■ **REQUIRED WORK**: Reproduce every line of the material below with no changes at all.

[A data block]
▬▬▬
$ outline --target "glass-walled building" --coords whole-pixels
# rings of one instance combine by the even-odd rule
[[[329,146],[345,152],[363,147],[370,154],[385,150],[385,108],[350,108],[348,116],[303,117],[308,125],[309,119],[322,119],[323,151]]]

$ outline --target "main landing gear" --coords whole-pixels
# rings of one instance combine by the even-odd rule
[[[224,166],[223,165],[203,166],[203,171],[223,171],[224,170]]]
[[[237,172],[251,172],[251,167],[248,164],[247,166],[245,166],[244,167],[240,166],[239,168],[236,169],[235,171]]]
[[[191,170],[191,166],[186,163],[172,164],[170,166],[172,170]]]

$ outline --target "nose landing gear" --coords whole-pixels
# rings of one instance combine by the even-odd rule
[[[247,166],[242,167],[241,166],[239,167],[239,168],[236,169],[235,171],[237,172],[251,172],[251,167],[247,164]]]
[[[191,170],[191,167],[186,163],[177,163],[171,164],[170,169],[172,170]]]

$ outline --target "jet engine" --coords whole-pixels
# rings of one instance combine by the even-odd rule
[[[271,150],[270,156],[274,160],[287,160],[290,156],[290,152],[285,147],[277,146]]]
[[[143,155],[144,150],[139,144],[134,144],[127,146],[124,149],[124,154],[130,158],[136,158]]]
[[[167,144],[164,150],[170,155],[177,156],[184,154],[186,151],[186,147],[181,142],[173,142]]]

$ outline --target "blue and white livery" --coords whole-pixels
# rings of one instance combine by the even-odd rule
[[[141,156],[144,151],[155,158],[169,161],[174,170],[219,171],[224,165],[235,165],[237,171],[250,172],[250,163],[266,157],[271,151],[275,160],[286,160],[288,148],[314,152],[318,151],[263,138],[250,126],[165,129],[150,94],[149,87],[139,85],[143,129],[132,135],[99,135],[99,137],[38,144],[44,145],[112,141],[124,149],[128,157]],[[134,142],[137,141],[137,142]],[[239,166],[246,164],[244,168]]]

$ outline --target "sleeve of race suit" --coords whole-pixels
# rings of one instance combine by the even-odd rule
▬▬▬
■ **COMPLETED TASK**:
$ outline --target "glass-walled building" --coords whole-pixels
# rings of one instance combine by the even-odd rule
[[[329,146],[345,152],[363,147],[370,154],[385,150],[385,108],[350,108],[348,116],[303,117],[308,125],[309,119],[322,119],[323,151]]]

$ outline --target "main landing gear" --coords whole-pixels
# rings of one instance combine by the even-odd rule
[[[224,166],[223,165],[203,166],[203,171],[223,171],[224,170]]]
[[[237,172],[251,172],[251,167],[248,164],[247,166],[245,166],[244,167],[240,166],[239,168],[236,169],[235,171]]]
[[[191,170],[191,166],[186,163],[172,164],[170,166],[172,170]]]

$ outline --target "nose landing gear" --coords whole-pixels
# rings of one instance combine by the even-odd rule
[[[247,166],[242,167],[241,166],[239,167],[239,168],[236,169],[235,171],[237,172],[251,172],[251,167],[247,164]]]
[[[191,170],[191,167],[186,163],[177,163],[171,164],[170,169],[172,170]]]

$ outline --target "jet engine" --coords whole-pixels
# rings of one instance combine by the even-odd rule
[[[271,150],[270,156],[274,160],[287,160],[290,156],[290,152],[285,147],[277,146]]]
[[[143,155],[144,150],[139,144],[134,144],[127,146],[124,149],[124,154],[130,158],[136,158]]]
[[[167,144],[164,150],[170,155],[177,156],[184,154],[186,151],[186,147],[181,142],[173,142]]]

$ outline --target "blue and white livery" --coords whole-pixels
# rings of one instance combine by the even-odd rule
[[[141,156],[144,151],[155,158],[169,161],[174,170],[219,171],[224,165],[235,165],[237,171],[250,172],[250,163],[266,157],[271,151],[275,160],[286,160],[288,148],[314,152],[318,151],[263,138],[250,126],[165,129],[150,94],[149,87],[139,85],[143,129],[132,135],[99,135],[99,137],[38,144],[44,145],[112,141],[124,149],[128,157]],[[134,142],[137,141],[137,142]],[[239,166],[246,164],[244,168]]]

$ outline --target "sleeve of race suit" --coords whole-pixels
# rings of one instance combine by the even-odd rule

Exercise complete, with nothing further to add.